Smuggled Beer, Stolen Kisses [Memoir—Listen on iTunes and SoundCloud]


The Improv is a fairly famous LA comedy club on Melrose here in L.A. where hundreds—thousands—of comics have sometimes bombed and sometimes soared to new heights on its' stage over the years. I've been to the Improv countless times, but rarely for the laughs.




For me, The Improv belongs to that period in the mid-eighties when I was in the last stages of a long, flagging relationship with an old boyfriend. For once, the nomenclature fits; I was twenty seven when we met, Ben was twenty five years older than me. Hardly a 'boy' friend, some might say. We were living together, fast approaching the suffocating, seven year itch mark, and I was twitchy, longing to find a way out, but lacking the guts to get out. Telling myself staying was the more noble course, that I didn't want to hurt him, that I couldn't leave after everything I'd done to get there, that he deserved better. What a load of crap. I was just a little coward. A passive aggressive whiner.

# [EXERCISE INSTRUCTIONS]
a. According to the memoir about The Improv, how much older than the narrator was Ben?
b. Pick up the memoir about The Improv right after its final sentence and carry it forward.
The items after this memoir come from a separate source.

# [EXTRACTED ENTRIES]

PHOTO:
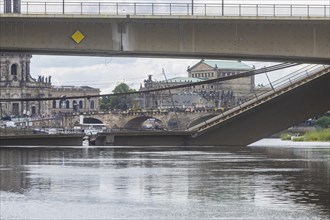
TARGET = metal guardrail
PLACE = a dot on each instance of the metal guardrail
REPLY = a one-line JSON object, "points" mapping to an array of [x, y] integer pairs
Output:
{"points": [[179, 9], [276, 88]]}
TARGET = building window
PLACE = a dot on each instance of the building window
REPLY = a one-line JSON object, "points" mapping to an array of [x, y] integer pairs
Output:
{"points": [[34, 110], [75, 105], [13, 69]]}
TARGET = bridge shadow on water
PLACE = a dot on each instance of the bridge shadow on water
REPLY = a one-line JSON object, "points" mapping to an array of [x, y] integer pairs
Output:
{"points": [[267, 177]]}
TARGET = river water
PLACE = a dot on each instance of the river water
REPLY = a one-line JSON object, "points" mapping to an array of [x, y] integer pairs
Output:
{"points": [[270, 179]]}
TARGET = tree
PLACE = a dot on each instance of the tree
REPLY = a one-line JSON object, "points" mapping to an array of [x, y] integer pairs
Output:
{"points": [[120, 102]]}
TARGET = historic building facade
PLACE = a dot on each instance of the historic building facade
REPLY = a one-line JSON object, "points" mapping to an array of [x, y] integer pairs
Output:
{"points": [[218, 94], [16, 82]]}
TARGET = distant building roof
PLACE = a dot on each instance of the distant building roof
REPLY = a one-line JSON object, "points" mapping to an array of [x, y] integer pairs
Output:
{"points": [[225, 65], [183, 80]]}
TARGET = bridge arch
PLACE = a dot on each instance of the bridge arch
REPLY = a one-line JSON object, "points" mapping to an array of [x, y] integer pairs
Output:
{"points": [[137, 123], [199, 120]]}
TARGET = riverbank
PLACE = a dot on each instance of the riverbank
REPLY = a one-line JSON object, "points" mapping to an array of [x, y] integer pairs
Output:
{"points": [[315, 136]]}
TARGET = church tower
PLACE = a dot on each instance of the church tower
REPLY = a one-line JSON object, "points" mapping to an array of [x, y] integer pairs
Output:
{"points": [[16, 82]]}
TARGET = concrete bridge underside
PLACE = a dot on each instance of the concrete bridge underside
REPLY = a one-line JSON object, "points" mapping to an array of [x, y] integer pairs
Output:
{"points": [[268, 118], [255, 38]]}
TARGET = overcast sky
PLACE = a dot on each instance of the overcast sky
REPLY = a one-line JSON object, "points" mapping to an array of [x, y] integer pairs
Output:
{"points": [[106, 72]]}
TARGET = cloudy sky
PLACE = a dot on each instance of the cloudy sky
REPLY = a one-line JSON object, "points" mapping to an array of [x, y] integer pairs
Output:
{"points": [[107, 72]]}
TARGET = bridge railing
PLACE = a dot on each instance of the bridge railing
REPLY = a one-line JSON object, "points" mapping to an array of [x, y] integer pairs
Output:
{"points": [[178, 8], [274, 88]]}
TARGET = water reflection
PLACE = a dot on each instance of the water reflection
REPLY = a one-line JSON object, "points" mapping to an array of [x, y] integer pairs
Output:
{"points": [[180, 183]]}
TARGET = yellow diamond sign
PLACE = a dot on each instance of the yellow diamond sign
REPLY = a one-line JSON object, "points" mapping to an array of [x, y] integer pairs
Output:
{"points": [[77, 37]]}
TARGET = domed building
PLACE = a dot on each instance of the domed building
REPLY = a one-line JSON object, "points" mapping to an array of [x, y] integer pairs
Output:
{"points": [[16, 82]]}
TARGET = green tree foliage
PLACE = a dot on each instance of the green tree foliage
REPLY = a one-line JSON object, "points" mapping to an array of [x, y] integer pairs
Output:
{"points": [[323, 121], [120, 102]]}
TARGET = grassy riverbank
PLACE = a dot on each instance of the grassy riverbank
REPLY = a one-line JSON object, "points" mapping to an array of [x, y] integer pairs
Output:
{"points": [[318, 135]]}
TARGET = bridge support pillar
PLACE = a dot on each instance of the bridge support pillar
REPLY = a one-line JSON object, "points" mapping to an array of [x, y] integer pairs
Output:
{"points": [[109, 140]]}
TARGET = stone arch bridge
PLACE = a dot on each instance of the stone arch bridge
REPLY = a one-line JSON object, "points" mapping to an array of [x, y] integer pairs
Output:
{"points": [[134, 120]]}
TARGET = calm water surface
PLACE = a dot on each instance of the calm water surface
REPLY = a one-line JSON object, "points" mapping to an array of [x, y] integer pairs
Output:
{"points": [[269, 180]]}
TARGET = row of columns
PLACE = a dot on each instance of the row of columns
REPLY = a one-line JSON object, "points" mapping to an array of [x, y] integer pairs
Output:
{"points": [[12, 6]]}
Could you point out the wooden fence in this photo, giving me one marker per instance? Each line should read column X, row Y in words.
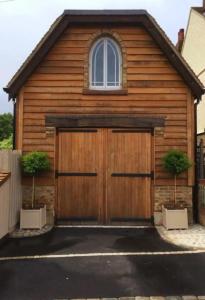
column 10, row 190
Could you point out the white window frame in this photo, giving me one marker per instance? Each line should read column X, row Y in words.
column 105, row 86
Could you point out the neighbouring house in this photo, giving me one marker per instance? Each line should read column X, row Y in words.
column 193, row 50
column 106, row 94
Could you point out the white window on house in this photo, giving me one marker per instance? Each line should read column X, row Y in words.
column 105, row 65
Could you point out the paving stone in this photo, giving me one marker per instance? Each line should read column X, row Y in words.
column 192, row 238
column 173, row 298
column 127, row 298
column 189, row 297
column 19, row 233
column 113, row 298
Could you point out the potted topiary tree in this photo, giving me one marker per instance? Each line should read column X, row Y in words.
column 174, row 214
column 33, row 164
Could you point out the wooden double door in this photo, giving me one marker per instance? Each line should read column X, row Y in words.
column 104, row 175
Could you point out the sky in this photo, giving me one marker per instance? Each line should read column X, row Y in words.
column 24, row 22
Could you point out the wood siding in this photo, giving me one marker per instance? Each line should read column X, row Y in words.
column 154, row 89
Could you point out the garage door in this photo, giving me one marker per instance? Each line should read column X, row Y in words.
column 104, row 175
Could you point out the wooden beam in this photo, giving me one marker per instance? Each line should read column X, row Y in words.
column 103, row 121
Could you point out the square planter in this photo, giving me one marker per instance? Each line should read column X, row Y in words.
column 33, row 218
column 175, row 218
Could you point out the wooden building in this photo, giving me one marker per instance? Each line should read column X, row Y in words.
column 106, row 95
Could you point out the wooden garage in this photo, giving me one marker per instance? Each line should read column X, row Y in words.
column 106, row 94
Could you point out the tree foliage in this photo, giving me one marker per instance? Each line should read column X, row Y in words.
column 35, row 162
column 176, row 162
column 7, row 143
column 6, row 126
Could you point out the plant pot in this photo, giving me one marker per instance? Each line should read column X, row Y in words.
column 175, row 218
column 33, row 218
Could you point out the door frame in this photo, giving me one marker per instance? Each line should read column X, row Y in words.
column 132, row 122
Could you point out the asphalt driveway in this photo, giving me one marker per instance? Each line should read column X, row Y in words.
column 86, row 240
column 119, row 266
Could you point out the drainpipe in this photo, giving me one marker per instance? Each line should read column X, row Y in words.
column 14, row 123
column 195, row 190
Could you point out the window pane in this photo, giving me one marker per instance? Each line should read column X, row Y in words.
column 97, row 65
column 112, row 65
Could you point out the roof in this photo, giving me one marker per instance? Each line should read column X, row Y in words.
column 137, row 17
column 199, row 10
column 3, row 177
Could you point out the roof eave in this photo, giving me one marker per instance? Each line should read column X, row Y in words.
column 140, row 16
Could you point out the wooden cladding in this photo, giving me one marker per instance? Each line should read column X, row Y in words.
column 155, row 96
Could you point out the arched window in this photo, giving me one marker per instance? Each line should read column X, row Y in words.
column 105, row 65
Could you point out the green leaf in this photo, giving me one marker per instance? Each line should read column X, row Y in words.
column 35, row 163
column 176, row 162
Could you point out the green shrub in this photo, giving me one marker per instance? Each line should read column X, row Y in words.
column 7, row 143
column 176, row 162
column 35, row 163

# [OUTPUTS FOR THE TASKS]
a. Ben was twenty-five years older than the narrator.

b.
Instead of breaking up, I took to going out with newly made acting friends after class. The acting class that he encouraged me to take. Every week I'd rehearse with that week's scene partner, relishing in the commitment to characters I would never be in my real life. In my early thirties, I was too old to be the pretty, young ingenue — and probably not quite pretty enough — so I was Rowena, the prostitute in Biloxi Blues. Doris the aspiring actress and model (okay she was a prostitute too) in The Owl and the Pussycat. But I was also Lizzie, the plain girl and potential old maid, in The Rainmaker, and Laura in The Glass Menagerie. Roles, assigned by my acting teacher Aaron, that maybe represented both sides of my Gemini coin. Maybe he was trying to help me figure out who I really was, the good girl or the whore. Did I have to choose? Could I be a little bit of both, a little bit neither? I loved that class though, sitting in the tiny theater with its ratty seats, it walls and floors painted black, embraced by the darkness, mesmerized by Aaron as he preached that underlying every scene we would ever perform, was sex. Sex. I guess we have Oscar Wilde to thank for that.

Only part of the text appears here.